> [WHAT IS EXPECTED]: Can you give the data from the line with "Identify every instance of the chain-link" up to and including the line with "x=321 y=192" as a JSON list of strings, one string per line and with blank lines left out?

> [RECORD EXTRACTS]:
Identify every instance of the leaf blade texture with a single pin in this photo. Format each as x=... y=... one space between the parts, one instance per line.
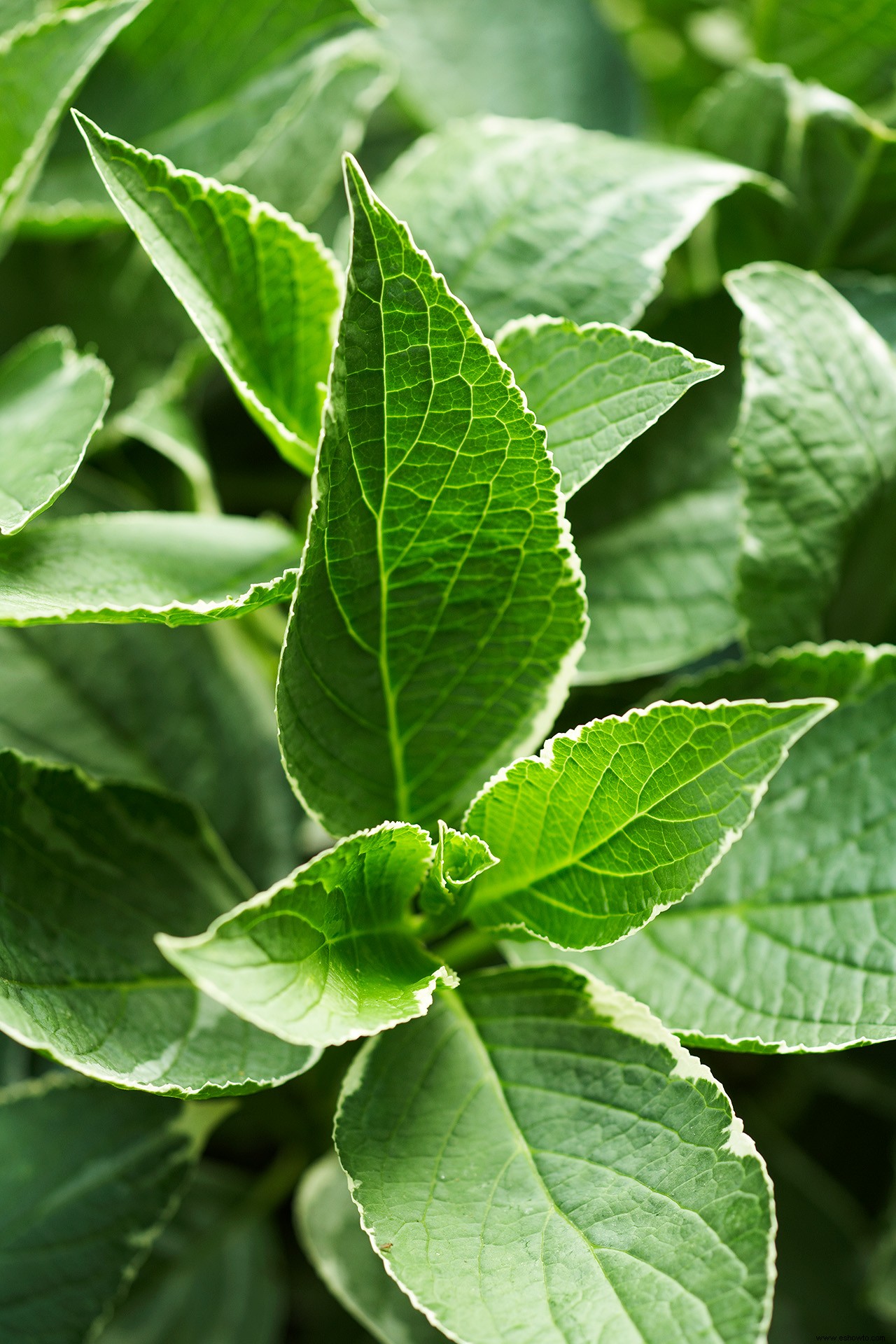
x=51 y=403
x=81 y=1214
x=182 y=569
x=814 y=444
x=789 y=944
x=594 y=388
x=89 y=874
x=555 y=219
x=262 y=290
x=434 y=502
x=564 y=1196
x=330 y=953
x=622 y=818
---
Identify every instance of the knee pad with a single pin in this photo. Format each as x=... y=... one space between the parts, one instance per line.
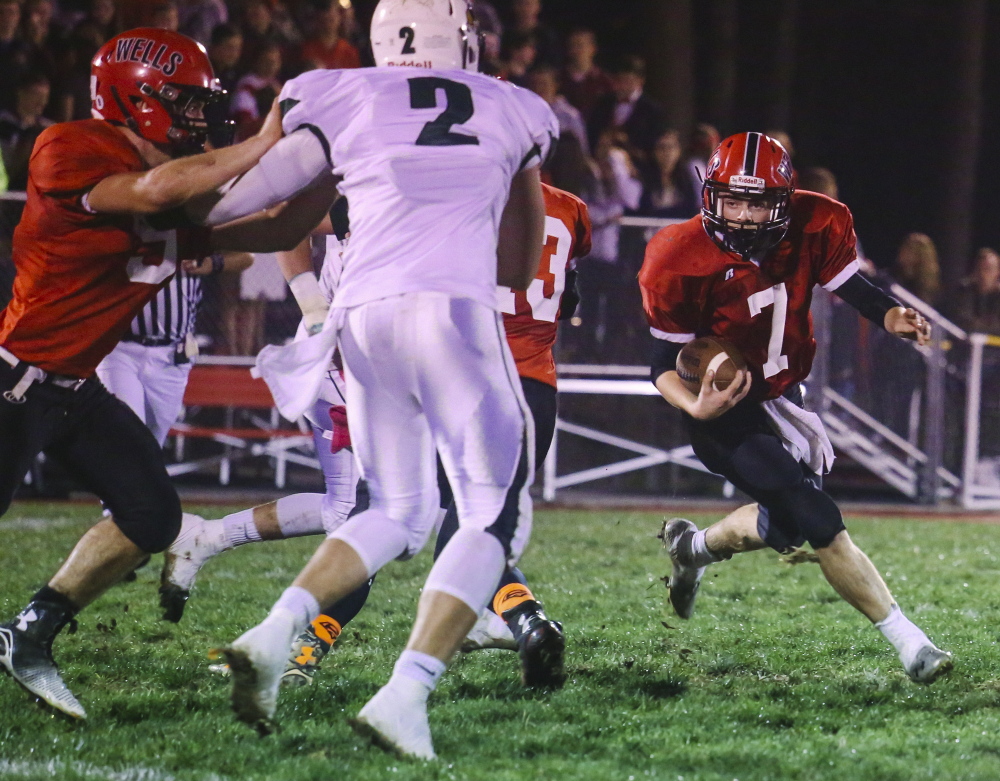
---
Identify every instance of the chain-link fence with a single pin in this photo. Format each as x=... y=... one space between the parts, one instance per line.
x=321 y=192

> [THE REPLY]:
[
  "Identify every instance of the chain-link fence with a single pin in this photo. Format each as x=... y=... one space between the parts, one instance per line.",
  "x=321 y=192"
]